» Your instructions: Within the records below, find each line that holds the string "stainless", then copy it.

======

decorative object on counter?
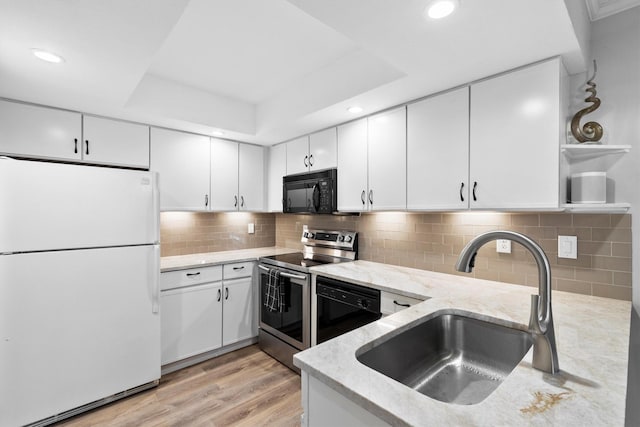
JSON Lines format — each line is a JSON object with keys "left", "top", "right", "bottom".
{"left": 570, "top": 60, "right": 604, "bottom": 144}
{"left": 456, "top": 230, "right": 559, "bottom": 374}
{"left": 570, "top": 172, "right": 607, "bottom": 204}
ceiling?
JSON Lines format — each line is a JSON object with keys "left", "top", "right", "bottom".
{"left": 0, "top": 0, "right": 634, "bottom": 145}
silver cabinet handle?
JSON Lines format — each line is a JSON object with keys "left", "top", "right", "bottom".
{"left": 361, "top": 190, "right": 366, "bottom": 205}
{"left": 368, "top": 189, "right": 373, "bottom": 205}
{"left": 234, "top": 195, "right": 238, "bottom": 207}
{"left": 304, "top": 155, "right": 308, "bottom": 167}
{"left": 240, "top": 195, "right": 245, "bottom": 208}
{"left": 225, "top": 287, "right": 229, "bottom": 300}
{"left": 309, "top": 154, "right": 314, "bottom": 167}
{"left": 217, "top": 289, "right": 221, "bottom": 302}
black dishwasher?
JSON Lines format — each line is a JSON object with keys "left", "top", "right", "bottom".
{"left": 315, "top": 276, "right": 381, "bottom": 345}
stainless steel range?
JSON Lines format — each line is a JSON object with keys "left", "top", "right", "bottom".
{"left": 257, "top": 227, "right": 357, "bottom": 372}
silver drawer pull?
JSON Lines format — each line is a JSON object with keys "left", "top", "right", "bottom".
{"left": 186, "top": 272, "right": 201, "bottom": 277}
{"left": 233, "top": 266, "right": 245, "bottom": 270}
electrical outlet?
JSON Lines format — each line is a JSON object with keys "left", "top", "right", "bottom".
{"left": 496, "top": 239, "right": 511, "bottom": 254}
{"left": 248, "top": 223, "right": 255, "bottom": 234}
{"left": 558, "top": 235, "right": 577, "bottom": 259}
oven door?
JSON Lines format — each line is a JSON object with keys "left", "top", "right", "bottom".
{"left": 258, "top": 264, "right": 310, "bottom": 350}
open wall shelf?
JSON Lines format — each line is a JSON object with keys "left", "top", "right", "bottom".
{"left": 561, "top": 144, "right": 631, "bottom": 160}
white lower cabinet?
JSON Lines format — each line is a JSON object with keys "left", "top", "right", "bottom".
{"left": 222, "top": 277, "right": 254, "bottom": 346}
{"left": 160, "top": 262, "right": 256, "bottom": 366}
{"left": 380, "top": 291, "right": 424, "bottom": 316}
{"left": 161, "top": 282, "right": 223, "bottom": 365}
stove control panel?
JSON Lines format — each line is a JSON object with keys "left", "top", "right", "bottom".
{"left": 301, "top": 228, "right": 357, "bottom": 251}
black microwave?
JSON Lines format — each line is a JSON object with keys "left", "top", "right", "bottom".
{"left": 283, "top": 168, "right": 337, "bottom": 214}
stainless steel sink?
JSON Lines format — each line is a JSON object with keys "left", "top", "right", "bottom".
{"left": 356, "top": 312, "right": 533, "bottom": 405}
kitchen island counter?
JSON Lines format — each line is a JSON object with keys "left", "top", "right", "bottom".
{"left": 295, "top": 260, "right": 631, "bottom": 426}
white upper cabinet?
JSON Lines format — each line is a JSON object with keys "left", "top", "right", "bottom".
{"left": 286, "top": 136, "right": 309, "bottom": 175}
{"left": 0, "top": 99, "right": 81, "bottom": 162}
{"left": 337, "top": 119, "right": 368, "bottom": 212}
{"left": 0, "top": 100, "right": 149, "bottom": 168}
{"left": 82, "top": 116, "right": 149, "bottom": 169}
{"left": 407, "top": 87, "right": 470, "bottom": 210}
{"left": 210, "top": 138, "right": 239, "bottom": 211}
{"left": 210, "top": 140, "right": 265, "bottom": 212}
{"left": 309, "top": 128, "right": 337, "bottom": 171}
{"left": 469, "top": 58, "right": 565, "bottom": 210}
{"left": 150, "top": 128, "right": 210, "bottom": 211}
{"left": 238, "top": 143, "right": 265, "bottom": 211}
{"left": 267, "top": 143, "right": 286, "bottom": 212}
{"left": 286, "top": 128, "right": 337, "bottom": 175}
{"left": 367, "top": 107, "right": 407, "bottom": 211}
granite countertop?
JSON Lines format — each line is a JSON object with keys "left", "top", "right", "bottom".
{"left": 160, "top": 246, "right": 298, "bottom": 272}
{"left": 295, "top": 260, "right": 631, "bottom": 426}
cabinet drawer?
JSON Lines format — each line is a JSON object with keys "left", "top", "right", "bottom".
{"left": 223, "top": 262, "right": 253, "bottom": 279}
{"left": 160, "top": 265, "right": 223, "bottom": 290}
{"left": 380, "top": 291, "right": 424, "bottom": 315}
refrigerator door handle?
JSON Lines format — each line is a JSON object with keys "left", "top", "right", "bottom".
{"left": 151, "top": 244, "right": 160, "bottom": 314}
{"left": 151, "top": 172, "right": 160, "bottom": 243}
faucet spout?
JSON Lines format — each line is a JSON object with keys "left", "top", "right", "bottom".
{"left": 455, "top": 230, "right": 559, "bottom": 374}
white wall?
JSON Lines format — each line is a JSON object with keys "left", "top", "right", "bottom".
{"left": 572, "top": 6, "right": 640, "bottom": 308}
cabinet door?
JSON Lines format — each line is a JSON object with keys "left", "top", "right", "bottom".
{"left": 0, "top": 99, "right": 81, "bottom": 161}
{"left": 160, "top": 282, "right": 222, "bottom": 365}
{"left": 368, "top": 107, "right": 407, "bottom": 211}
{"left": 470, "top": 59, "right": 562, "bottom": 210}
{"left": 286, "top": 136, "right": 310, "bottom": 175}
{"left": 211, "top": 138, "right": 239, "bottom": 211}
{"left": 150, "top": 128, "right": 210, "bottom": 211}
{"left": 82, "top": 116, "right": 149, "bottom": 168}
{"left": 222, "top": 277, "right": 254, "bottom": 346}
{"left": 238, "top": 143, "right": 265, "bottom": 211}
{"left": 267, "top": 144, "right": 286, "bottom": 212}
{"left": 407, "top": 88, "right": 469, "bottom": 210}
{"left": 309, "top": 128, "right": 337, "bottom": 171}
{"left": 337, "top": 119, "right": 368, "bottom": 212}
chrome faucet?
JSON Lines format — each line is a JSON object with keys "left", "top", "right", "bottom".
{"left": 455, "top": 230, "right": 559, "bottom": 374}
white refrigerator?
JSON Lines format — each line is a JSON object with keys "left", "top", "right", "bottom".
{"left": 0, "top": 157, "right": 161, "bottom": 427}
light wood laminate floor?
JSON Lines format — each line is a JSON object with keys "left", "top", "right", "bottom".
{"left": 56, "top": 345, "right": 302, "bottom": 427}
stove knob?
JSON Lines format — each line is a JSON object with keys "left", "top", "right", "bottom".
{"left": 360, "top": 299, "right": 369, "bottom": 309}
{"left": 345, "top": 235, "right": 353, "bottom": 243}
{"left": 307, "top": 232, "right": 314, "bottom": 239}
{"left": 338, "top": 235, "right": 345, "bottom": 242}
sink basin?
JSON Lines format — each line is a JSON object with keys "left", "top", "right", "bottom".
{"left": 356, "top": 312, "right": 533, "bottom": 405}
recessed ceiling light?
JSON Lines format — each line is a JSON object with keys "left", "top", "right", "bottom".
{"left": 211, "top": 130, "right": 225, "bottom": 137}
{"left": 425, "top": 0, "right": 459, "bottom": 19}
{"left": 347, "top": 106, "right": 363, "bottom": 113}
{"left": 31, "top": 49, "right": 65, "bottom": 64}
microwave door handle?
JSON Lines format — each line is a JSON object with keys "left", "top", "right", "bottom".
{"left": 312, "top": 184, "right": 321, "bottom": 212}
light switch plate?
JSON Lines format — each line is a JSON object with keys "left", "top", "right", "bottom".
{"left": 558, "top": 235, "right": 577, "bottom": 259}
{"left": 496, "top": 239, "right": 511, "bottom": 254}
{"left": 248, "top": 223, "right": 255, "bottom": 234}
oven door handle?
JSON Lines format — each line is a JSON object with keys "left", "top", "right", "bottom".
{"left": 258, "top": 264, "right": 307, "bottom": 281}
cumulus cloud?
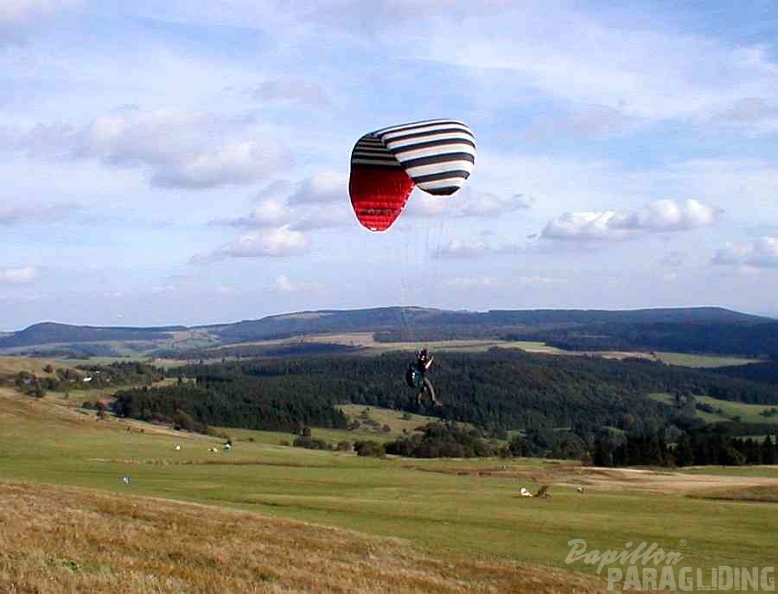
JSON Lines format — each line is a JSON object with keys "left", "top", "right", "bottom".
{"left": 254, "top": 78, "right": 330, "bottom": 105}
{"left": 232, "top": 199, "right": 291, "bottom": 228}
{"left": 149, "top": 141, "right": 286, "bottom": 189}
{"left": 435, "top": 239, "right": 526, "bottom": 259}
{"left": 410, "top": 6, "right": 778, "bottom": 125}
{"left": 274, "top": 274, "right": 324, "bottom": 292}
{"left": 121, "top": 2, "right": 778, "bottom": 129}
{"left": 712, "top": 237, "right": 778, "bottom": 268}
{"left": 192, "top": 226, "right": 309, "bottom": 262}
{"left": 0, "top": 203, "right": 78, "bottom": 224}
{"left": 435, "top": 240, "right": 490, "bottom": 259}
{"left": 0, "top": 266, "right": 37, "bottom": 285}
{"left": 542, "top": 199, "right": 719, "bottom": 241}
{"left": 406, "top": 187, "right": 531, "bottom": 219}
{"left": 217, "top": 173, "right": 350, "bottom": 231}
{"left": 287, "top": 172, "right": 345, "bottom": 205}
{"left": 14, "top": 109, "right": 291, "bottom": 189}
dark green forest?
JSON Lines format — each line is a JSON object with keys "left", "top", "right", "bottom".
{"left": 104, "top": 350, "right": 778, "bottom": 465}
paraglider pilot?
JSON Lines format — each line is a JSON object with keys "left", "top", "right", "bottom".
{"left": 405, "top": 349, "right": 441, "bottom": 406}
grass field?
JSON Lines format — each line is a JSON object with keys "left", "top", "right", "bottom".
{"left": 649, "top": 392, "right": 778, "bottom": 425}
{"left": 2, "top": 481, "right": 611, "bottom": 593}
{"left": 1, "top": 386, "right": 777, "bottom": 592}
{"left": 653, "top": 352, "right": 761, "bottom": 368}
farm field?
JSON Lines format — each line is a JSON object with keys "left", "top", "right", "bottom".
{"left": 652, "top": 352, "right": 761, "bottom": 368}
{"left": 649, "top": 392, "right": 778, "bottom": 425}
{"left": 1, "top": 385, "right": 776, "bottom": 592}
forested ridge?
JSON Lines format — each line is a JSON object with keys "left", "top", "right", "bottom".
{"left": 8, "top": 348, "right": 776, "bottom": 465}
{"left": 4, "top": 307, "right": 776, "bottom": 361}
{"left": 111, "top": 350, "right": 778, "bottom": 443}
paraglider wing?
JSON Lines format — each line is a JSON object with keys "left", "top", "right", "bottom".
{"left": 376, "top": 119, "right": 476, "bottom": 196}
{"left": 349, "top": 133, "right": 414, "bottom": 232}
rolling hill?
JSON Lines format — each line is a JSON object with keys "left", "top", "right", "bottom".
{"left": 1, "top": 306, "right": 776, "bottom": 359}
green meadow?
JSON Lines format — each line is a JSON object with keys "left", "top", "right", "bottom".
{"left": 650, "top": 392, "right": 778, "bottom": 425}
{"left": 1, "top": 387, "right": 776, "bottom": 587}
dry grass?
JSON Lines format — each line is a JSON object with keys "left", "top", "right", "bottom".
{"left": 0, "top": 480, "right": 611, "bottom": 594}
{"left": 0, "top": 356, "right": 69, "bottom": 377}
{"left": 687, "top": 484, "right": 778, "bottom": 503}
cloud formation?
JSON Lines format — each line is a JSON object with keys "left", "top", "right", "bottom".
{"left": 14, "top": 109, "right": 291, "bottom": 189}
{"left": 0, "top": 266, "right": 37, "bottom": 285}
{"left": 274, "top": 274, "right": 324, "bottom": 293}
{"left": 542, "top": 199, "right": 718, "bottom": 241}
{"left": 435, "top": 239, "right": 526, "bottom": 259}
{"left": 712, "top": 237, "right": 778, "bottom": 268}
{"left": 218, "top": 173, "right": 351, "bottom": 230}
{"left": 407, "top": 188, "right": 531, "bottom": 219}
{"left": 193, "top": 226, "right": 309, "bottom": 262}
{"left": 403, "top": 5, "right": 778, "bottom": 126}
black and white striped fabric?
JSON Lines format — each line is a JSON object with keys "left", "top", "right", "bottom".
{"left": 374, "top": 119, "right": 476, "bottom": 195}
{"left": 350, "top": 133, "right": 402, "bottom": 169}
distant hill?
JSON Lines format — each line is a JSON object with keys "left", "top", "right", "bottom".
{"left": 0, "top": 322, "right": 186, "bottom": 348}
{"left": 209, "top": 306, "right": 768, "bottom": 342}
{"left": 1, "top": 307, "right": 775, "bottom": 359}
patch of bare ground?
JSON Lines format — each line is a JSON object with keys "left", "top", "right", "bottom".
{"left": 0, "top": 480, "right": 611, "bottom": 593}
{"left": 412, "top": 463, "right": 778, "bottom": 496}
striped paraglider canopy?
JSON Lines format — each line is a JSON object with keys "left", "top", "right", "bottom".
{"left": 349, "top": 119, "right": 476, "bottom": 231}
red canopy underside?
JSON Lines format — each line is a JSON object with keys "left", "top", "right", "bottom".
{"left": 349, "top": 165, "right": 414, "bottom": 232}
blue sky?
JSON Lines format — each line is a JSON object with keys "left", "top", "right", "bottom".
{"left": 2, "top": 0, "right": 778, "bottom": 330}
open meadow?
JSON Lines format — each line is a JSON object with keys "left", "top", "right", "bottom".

======

» Solution for this exercise:
stainless steel range?
stainless steel sink?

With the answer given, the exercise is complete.